ANGEZEIGTER TEXT.
•••••
Der Kampf der Kirche gegen die Homo-Ehe

Die von Frankreich ausgehende Debatte um die Anerkennung von homosexuellen Partnerschaften mobilisiert auch in anderen Ländern Proteste. Religionsgemeinschaften, allen voran die katholische Kirche, sind führende Stimmen gegen die Gleichberechtigung.

In Paris protestierten mehrere Hunderttausend Menschen am Sonntag gegen die vollständige rechtliche Gleichstellung von homosexuellen Partnerschaften. Die Veranstalter sprachen französischen Medienberichten zufolge von 650.000 bis einer Million Teilnehmern, die Polizei zählte 340.000 Menschen.

„Zwar sind die Katholiken an der Spitze der Protestbewegung, doch der Widerstand gegen dieses Gesetz wird auch von Juden, Muslimen und einem Teil der Bevölkerung unterstützt, der auf Distanz zu religiösen Riten gegangen ist“, kommentiert die französische Zeitung Dernieres Nouvelles d’Alsace die Proteste. In Rom protestierten am Sonntag halbnackte Frauen, während der Papst sein Angelus-Gebet sprach - mehr dazu in Vatikan: Barbusiger Protest gegen Homosexuellenpolitik.

Demonstranten vor dem pariser Eiffelturm.
•••••
[Datensätze mit Koordinatenannotationen]
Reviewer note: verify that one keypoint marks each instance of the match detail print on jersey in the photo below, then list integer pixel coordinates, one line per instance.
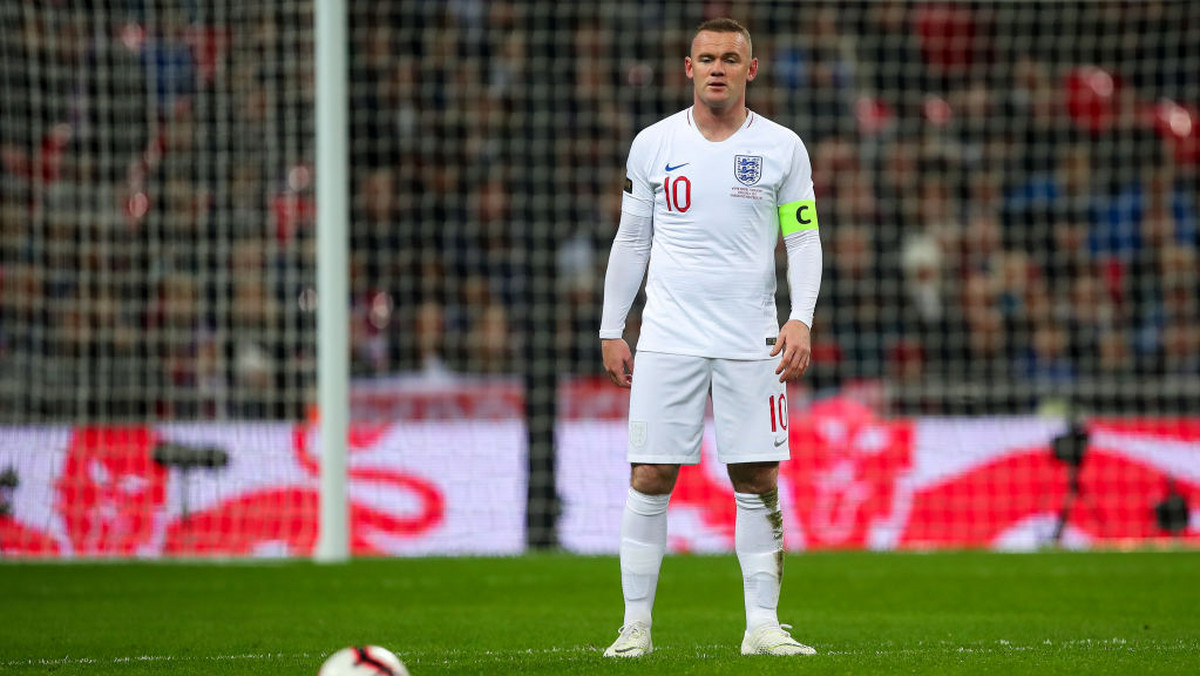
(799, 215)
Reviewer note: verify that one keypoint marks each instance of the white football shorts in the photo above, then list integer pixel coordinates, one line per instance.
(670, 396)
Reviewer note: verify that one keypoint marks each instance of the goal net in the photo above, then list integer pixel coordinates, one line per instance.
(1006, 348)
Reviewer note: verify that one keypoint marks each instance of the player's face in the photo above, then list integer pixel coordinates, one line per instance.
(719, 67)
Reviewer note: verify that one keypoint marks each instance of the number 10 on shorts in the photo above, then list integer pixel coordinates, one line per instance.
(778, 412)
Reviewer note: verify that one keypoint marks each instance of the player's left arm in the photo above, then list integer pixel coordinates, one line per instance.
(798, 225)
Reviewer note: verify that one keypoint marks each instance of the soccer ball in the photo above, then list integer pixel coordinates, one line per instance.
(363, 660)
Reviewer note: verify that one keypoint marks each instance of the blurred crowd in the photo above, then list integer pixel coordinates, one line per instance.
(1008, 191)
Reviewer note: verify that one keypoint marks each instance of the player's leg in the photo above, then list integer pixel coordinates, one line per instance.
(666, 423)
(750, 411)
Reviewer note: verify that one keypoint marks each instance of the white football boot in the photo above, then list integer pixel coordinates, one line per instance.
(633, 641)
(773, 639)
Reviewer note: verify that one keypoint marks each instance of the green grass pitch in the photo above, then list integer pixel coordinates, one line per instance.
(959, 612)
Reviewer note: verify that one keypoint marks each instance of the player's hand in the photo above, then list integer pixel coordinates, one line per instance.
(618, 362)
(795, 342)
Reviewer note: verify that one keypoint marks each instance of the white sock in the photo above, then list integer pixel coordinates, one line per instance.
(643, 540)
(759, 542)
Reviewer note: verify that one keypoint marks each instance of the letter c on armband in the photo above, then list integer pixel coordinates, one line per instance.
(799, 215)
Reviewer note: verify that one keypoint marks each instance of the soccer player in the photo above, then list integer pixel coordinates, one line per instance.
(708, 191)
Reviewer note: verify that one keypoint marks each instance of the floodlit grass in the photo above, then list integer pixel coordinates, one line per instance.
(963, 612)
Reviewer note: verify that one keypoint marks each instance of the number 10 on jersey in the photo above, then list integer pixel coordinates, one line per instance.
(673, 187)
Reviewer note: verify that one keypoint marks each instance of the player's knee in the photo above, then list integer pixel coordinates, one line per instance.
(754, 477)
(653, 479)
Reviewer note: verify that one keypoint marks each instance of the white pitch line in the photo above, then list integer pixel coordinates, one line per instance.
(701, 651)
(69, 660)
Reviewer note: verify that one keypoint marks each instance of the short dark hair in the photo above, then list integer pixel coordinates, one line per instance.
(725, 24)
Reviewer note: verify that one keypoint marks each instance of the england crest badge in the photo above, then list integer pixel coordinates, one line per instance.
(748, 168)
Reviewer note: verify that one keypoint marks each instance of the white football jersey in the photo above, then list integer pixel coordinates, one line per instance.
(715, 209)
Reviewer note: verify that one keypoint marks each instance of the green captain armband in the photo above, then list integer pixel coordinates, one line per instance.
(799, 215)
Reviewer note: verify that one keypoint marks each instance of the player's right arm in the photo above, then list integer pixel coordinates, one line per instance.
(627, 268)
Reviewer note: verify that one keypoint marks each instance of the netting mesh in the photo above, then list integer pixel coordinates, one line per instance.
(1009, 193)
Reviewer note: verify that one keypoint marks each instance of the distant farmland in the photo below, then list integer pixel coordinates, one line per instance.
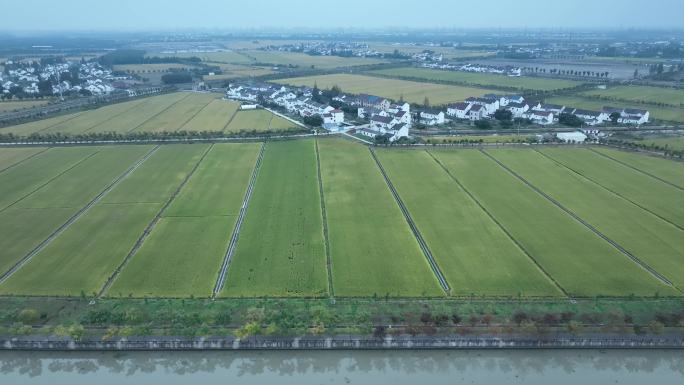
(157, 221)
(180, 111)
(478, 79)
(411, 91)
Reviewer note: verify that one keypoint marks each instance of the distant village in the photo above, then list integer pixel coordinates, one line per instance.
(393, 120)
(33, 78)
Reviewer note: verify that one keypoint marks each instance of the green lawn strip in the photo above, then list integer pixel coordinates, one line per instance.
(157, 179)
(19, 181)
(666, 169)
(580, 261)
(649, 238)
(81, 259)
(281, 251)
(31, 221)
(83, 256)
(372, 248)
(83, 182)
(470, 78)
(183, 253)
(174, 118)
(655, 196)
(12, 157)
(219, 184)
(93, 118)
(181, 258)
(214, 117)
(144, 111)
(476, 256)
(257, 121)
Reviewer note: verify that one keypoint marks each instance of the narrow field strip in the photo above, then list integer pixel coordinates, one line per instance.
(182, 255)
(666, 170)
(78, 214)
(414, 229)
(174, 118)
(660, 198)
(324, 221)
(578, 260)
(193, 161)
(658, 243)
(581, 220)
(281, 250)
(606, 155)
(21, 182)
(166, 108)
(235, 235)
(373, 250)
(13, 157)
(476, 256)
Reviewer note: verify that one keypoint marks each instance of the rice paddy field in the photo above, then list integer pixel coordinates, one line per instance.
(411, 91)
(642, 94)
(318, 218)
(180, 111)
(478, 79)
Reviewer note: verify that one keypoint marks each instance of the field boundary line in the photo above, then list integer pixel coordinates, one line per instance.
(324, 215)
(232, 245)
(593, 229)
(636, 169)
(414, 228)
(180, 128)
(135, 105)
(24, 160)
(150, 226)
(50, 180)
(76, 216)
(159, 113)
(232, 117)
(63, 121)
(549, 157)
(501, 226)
•••••
ZU ERLEDIGEN. Schreiben Sie aus dem Text über die Homo-Ehe den Abschnitt von „Die von Frankreich“ bis „gegen die Gleichberechtigung.“ wortgetreu ab. Die Datensätze stehen für sich und gehören nicht zum Text.

ERGEBNIS.
Die von Frankreich ausgehende Debatte um die Anerkennung von homosexuellen Partnerschaften mobilisiert auch in anderen Ländern Proteste. Religionsgemeinschaften, allen voran die katholische Kirche, sind führende Stimmen gegen die Gleichberechtigung.